Produce an exact transcription of the data, with the images left out.

Annotated photo localization data:
◇ ◇ ◇ ◇

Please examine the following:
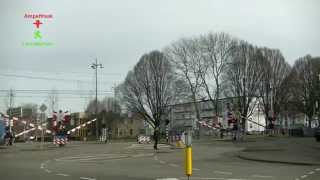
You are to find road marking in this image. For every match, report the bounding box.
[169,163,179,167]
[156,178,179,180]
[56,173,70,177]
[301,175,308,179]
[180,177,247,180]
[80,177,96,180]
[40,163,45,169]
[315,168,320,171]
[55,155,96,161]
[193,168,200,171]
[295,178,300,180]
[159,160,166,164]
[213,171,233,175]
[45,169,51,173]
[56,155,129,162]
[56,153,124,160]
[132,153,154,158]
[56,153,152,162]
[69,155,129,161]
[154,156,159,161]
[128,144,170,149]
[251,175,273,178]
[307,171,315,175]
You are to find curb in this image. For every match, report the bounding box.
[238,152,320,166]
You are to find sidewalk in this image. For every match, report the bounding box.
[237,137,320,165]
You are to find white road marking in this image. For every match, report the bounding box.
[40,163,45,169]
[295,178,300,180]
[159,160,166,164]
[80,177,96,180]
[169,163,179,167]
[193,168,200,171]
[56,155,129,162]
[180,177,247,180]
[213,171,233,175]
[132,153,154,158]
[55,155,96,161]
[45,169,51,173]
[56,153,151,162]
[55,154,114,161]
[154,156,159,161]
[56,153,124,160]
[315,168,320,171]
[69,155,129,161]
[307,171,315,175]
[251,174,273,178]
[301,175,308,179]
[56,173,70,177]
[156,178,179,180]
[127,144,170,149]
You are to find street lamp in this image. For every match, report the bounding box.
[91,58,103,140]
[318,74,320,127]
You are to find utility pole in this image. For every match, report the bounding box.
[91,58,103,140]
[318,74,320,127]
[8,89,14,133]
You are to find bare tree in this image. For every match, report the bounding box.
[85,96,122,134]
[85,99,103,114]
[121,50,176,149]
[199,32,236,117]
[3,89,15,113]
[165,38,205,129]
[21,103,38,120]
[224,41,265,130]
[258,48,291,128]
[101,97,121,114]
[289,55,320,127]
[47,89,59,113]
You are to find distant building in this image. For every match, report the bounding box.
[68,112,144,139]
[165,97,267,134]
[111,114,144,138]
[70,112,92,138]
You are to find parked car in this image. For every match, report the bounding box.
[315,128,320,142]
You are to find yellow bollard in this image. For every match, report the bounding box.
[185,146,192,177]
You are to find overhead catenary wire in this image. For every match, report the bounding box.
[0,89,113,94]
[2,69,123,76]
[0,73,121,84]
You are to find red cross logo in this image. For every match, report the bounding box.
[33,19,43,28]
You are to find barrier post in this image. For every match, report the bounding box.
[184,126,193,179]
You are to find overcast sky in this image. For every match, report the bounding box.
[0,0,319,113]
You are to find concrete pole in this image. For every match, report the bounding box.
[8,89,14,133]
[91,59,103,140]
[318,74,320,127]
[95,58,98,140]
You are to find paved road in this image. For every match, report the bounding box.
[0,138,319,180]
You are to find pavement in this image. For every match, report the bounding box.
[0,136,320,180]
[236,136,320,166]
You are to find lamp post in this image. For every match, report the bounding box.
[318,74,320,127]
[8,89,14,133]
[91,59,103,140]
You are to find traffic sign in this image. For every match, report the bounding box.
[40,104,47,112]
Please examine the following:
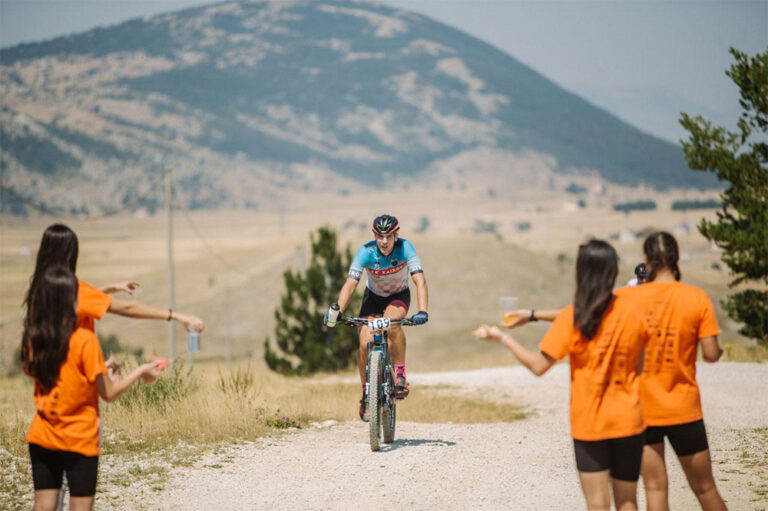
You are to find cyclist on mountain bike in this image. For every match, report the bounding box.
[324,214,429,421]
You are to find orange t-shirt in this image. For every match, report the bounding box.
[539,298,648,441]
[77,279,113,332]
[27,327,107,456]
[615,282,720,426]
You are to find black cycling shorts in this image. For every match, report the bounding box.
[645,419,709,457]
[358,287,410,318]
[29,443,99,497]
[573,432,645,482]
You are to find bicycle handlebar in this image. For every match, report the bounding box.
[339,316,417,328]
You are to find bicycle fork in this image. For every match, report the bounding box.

◇ ◇ ◇ ◇

Reply to the exercise:
Please examine the following:
You are to find road marking in this image. For every match, report the bounding box.
[169,163,179,167]
[156,178,179,180]
[56,173,70,177]
[301,175,308,179]
[180,177,247,180]
[80,177,96,180]
[40,163,45,169]
[315,168,320,171]
[55,155,96,161]
[193,168,200,171]
[295,178,300,180]
[159,160,166,164]
[213,171,233,175]
[45,169,51,173]
[56,155,129,162]
[56,153,124,160]
[132,153,154,158]
[56,153,152,162]
[69,155,129,161]
[154,156,159,161]
[128,144,170,149]
[251,175,273,178]
[307,171,315,175]
You are to find curb in this image. For every match, report the bounding box.
[238,152,320,166]
You are to find sidewalk in this image. For every match, report the bounding box.
[237,137,320,165]
You are to find white road marking in this image. For every match, report the bounding box.
[40,163,45,169]
[295,178,300,180]
[159,160,166,164]
[80,177,96,180]
[169,163,179,167]
[193,168,200,171]
[56,155,129,162]
[180,177,247,180]
[213,171,233,175]
[132,153,154,158]
[55,155,96,161]
[45,169,51,173]
[56,153,151,162]
[55,154,114,161]
[154,156,159,161]
[56,153,124,160]
[315,168,320,171]
[69,155,129,161]
[307,171,315,175]
[251,174,273,178]
[301,175,308,179]
[56,173,70,177]
[156,178,179,180]
[127,144,170,149]
You are to find street lamp in this image. For every match, report the bounding box.
[91,58,103,140]
[318,74,320,127]
You are to find utility pole in this image. For every match, report the bounding box.
[91,58,103,140]
[318,74,320,127]
[8,89,14,133]
You are to find bare tree in this image. For every match, report the bounding box.
[85,96,122,134]
[85,99,103,114]
[121,50,176,149]
[199,32,236,117]
[3,89,15,113]
[165,38,205,129]
[21,103,38,120]
[224,41,265,130]
[258,48,291,128]
[101,97,121,114]
[289,55,320,127]
[47,89,59,113]
You are to find distant building in this image. For every match, report the bounding box.
[68,112,144,139]
[165,97,267,134]
[111,114,144,138]
[70,112,92,138]
You are to find parked car in this image. For every match, report the bounding box.
[315,128,320,142]
You are to find yellow bollard in this image. For every match, report the bounding box.
[185,146,192,177]
You are to find overhead catenary wire in this image. For every match, report the bounding box.
[0,89,113,94]
[2,69,123,76]
[0,73,121,84]
You are to find red cross logo in this image. For every match, report the bounding box.
[33,19,43,28]
You are to find barrier post in this image. For every match, report the bounding box.
[184,126,193,179]
You are to find overcast sky in this image. For every match, report the bounding box.
[0,0,319,113]
You are to find concrete pole in this image. For every match, report the bounding box.
[8,89,14,133]
[91,59,103,140]
[318,74,320,127]
[95,58,98,140]
You are to find paved road in this image. For every match, report the bounding box.
[0,138,319,180]
You are to find pavement in this image. For every match, report the bounding box.
[0,136,320,180]
[236,136,320,166]
You are to find lamp post in this image. For every match, report the bounding box.
[318,74,320,127]
[8,89,14,133]
[91,59,103,140]
You are to find traffic sign in this image. For every match, report the bounding box.
[40,104,47,112]
Please examine the following:
You are to find cyclist on mountain bike in this image. For every match, report the bounding box.
[324,214,429,421]
You are to find orange t-shirt in this image. For every match, report the bounding box.
[539,298,648,441]
[77,279,113,332]
[27,327,107,456]
[615,282,720,426]
You are to find black cycling shorts in this image. For every match, report the bounding box.
[645,419,709,457]
[358,287,410,318]
[29,443,99,497]
[573,432,645,482]
You are to find bicycle handlebar in this image. For every match, report the bounding box.
[339,316,417,328]
You are to find bicycle fork in this image. For every match, report the bounding box.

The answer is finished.